- Born: 10 August 1982 (age 43) Ilala, Tanzania
- Occupation: Actor
- Years active: 2007–present
- Known for: Winner of the Big Brother Africa (season 2)

= Richard Bezuidenhout =

Tanzanian-Canadian actor

Richard Dyle Bezuidenhout (born 10 August 1982) is a Tanzanian-born Canadian film actor and producer who won the first came to public attention for winning the second season of the reality competition Big Brother Africa in 2007.

==Career==
=== Big Brother ===
Bezuidenhout is often cited as one of the most controversial Big Brother Africa winners. This is due to his sexual affair, despite being married himself with Nigerian contestant, Ofunneka Molokwu while intoxicated. Despite Ofunneka telling the show that she understood what was going on, many viewers accused Bezuidenhout of sexual abuse.

Even after winning, rumors of an affair between Bezuidenhout and his Angolan housemate Tatiana, was revealed. Also, fellow housemate Kemens blamed the show managers for his exit from the show labeling it as "planned" when to compared to Bezuidenhout's behaviour.

> _What this exercise asks_
• 1. Using the Richard Bezuidenhout article, decide whether each statement agrees with it. Answer yes or no and quote the words that decide it. (a) He was born in Ilala, Tanzania. (b) He won the first season of Big Brother Africa. (c) Kemens was his Angolan housemate.
• 2. Name every fellow contestant or housemate of Bezuidenhout that the Richard Bezuidenhout article mentions.
• 3. Please extend the Richard Bezuidenhout article with its next few sentences.

> _Excerpts of pointing data_
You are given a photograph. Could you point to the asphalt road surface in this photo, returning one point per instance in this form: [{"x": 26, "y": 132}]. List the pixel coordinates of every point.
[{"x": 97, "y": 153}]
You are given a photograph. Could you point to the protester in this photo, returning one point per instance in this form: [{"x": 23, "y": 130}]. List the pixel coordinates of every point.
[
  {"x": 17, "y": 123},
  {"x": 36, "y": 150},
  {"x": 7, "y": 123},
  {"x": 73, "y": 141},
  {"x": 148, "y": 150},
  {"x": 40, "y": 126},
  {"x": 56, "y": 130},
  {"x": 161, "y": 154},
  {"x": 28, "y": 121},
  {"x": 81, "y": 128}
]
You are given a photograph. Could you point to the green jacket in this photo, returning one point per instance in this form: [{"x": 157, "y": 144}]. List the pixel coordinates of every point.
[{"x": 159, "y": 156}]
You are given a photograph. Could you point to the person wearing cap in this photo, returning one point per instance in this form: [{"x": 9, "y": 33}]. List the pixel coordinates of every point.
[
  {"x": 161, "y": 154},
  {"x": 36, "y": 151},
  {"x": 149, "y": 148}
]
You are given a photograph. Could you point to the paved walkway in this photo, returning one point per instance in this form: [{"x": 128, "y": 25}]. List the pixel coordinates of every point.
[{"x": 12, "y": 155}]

> _Written answers_
• 1.
(a) Yes: "Born: 10 August 1982 (age 43) Ilala, Tanzania"
(b) No: "Winner of the Big Brother Africa (season 2)"
(c) No: "his Angolan housemate Tatiana"

• 2. Ofunneka Molokwu, Tatiana, Kemens

• 3.
=== Acting and producing ===
Bezuidenhout's acting and producing careers began after winning Big Brother Africa in 2007. Right after the show, he was cast in Nollywood film Player no.1 with Ini Edo, Jackie Appiah. He followed these up with Bongo films including the 2008 film Family Tears collaborating with the Steven Kanumba and Wema Sepetu. He used part of the money he won in Big Brother Africa to buy filming equipment to start producing his own films. In 2011, he starred in the film, Zamora starring by Richa Adhia.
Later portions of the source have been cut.